MATERIAL SHOWN:
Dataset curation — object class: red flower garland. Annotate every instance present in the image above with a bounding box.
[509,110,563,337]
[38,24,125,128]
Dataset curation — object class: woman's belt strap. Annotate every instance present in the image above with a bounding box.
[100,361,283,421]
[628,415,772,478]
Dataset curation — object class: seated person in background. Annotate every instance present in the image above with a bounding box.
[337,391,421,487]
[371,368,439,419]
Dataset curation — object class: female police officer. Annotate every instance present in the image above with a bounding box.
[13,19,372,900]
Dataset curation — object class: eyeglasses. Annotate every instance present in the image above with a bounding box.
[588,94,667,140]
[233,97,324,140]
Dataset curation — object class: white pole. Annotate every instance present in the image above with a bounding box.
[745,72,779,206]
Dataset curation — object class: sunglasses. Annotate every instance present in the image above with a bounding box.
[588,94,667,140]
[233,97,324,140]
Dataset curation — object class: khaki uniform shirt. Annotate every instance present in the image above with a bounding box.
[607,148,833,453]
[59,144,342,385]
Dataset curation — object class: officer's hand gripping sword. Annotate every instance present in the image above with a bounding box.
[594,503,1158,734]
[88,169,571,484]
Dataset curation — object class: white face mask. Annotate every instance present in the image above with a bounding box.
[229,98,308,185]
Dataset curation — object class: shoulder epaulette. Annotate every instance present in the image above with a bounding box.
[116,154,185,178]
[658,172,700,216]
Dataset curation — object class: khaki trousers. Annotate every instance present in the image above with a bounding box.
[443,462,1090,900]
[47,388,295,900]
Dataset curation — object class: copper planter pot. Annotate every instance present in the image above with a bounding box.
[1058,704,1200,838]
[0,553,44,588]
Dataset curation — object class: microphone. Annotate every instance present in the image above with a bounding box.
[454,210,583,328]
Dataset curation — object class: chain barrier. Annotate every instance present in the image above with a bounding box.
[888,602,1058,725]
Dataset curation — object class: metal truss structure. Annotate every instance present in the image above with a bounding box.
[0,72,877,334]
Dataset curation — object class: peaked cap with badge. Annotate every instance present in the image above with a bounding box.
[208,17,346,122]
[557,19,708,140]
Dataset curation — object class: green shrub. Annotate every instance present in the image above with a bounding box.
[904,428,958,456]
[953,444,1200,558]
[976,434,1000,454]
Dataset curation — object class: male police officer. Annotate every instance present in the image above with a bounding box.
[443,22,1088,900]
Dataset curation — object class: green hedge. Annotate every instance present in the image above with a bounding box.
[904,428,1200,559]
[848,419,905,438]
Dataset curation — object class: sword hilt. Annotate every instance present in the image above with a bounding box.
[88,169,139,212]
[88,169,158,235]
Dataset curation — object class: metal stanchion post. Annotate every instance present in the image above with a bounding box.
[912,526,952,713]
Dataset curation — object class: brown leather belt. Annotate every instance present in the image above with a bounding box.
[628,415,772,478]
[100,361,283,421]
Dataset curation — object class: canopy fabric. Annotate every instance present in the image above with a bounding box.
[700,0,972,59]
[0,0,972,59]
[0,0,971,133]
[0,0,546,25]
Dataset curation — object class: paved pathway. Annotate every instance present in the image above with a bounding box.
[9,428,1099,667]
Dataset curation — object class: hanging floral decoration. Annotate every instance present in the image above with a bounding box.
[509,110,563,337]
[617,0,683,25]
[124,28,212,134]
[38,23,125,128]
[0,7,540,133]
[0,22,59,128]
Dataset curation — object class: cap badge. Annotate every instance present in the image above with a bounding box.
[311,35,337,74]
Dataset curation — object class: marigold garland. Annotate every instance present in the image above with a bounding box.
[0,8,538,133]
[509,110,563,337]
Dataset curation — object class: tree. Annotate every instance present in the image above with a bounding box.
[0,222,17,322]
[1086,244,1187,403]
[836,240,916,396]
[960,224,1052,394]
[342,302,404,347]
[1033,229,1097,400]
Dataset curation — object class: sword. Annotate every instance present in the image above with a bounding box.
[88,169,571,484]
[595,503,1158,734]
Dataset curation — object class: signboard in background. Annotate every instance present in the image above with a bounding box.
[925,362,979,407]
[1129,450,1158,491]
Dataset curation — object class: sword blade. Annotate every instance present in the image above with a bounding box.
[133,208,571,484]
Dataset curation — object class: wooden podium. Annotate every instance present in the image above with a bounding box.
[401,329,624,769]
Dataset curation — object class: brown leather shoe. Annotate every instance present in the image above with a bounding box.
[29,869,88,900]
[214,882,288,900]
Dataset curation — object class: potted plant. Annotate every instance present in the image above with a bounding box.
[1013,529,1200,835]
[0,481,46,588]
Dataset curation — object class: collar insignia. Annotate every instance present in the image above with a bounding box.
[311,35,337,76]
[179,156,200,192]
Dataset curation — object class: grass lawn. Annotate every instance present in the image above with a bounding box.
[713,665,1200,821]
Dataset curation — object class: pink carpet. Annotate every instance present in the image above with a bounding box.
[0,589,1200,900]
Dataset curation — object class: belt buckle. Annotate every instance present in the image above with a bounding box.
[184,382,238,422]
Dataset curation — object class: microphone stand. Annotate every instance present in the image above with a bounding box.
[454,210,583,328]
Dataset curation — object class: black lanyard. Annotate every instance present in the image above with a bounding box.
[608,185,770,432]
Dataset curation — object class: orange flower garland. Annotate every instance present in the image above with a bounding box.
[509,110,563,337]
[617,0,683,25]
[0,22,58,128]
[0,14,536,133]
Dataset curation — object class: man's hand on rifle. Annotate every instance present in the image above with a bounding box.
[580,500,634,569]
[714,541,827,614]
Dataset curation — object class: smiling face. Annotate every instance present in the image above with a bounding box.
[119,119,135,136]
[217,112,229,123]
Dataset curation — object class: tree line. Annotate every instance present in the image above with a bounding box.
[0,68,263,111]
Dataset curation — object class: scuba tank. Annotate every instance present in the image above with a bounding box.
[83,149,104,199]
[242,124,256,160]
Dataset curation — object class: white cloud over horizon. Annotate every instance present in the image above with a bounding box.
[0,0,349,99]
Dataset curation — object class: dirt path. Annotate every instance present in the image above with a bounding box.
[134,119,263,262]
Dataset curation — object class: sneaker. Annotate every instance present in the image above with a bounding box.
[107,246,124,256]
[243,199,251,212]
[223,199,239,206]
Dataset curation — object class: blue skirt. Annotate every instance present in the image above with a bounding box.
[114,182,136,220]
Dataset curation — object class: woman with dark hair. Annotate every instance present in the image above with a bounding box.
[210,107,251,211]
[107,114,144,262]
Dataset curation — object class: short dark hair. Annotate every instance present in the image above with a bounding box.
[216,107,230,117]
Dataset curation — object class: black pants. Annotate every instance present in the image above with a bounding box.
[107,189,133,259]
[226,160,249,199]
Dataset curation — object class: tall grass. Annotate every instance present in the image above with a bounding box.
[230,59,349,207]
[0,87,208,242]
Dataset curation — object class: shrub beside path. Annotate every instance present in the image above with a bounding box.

EXERCISE: Rewrite the records starting at the line that contains "Dataset curation — object class: tree line." and ending at the line that contains "[0,0,349,99]", copying every line in that span, including those without coordinates. Shift each bounding-box coordinate up by 117.

THE RESULT:
Dataset curation — object class: tree line. Annotate every instance present in the image above with a bounding box.
[117,185,380,228]
Dataset curation — object class: scuba tank. Annotate every instance present in the image above with a bounding box.
[200,266,221,316]
[359,241,373,277]
Dataset curation — object class: white cloud over horizon. Annotate every instance present in the image above with a bounding box.
[117,117,466,216]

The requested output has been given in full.